== Records shown ==
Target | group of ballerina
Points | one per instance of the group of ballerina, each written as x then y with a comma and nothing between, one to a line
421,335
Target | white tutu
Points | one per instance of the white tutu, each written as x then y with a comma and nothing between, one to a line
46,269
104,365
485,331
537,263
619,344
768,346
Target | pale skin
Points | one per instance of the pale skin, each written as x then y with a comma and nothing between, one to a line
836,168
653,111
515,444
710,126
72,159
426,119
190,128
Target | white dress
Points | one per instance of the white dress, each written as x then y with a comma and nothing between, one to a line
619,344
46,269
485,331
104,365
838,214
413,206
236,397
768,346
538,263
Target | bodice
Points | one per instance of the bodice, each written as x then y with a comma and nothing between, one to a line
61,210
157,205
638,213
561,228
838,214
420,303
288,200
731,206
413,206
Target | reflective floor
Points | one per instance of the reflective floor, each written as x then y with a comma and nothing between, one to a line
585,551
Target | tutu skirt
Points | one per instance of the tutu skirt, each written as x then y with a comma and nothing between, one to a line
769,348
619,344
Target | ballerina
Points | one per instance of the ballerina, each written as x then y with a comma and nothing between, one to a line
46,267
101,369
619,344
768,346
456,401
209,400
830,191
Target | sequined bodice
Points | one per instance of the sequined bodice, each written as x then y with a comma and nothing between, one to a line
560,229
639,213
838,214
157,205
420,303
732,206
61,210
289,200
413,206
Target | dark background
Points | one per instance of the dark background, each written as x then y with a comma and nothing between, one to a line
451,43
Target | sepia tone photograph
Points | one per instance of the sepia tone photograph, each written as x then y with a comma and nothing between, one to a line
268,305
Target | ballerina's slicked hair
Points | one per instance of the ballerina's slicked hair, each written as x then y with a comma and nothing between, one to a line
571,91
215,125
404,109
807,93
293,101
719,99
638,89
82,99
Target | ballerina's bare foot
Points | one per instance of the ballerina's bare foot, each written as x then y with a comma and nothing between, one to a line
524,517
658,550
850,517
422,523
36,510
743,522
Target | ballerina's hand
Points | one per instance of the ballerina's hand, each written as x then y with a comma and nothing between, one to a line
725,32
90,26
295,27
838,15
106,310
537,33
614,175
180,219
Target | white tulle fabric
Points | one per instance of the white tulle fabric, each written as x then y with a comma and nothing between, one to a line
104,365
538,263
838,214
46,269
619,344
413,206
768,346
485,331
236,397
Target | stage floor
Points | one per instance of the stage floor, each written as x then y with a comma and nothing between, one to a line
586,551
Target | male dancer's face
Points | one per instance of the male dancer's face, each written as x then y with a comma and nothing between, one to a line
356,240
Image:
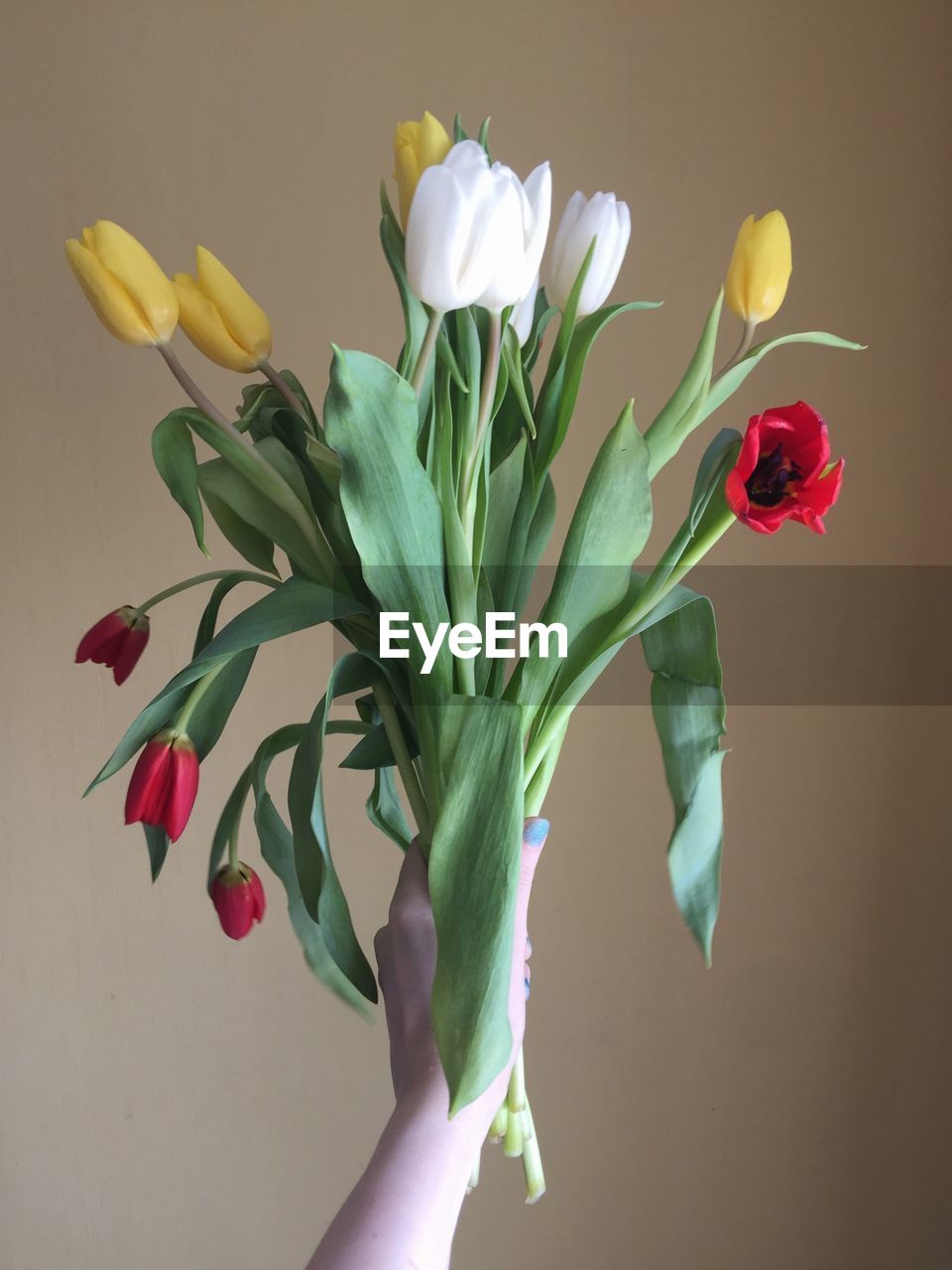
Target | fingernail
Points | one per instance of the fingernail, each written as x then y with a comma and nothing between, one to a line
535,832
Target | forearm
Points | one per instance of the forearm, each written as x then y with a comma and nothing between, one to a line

== Your goal ==
Repeat each record exactly as shown above, dropping all images.

== Correct output ==
Target | group of ballerina
Points | one per instance of the group of ballerina, each written as x then y with a comma and nothing between, one to a line
421,335
Target | white tutu
Points | one per instance of the white tutu, each written as x then y with a comma and nothing between, one to a line
46,269
104,365
485,331
537,263
619,344
768,346
Target | pale skin
Points | one per instance of the pale skin, each written as x then y with a comma and nothing between, one to a line
836,168
653,111
515,444
710,126
72,159
426,119
190,128
Target | white dress
Points | one per instance of the white dress, each written as x then y with a comma and nothing between, one to a line
619,344
46,269
485,331
104,365
838,214
413,206
236,397
768,346
538,263
Target | bodice
Points | one per instance of the bodice, each written as x then y with a comma and nothing between, one to a line
61,210
157,205
638,213
561,228
838,214
420,303
288,200
731,206
413,206
Target | reflective floor
Points | one per instance of the reflective floor, each written as x then y with a comma and nothing between, one to a line
585,551
Target | tutu skirt
Points | one per instance of the tutu skirt, each written as x then y with a comma and nothing between, one to a line
769,348
619,344
Target | ballerina
Points | one per instance of the ballerina, each written as x then y with a comma and nothing between, one to a line
46,267
101,369
619,344
768,346
456,401
209,400
830,191
Target | sequined bodice
Points | one per instance of the sequined bodice, each written as x then y with a comma and nothing between, one to a line
560,229
639,213
838,214
157,205
420,303
732,206
61,210
289,200
413,206
Target | dark background
Points | one per instance of the dark background, each written as x then y with a comma and nothing between, one to a line
451,43
Target | sepia tone photograph
Points | one per instance of the sepia tone photograph, each written as x then y with a comma and nothing between, one to a line
268,305
Target | ballerina's slicked hair
Points | one per instance of the ballerina's slicked hair, each written as x then y with a comma and nothing between, one to a line
571,91
215,125
404,109
807,93
293,101
719,99
638,89
82,99
Target | ballerina's bare foot
Points | one per instance of the ballerina's bare foot, each written as x then y with a comma and nothing between, one to a line
524,517
658,550
850,517
422,523
36,510
743,522
Target | ballerina's hand
Points | one per instance of the ballerina's hand, each written as x then y with a comma and nothing between, one to a line
725,32
90,26
295,27
838,15
106,310
537,33
614,175
180,219
Target | white tulle fabric
Points | one per instance of the white tulle fabric, each written as x then y with a comma and nothing between, one to a line
104,365
538,263
838,214
46,269
619,344
413,206
768,346
485,331
236,397
Target | stage floor
Points | one per instance of the stage floor, each written as x then y with a comma and nothing between, one to a line
586,551
Target | male dancer's face
Points | one per instance of the male dancer's face, each written as x then y with a comma and nothing between, one to a line
356,240
Image:
Target | fingernail
Points | one per instance of the fingernail, each written as x then y with a comma and nothing between, one to a line
535,832
Target | forearm
Points | one per instance of the forearm, each written as x then y with a comma and nothing between, one to a line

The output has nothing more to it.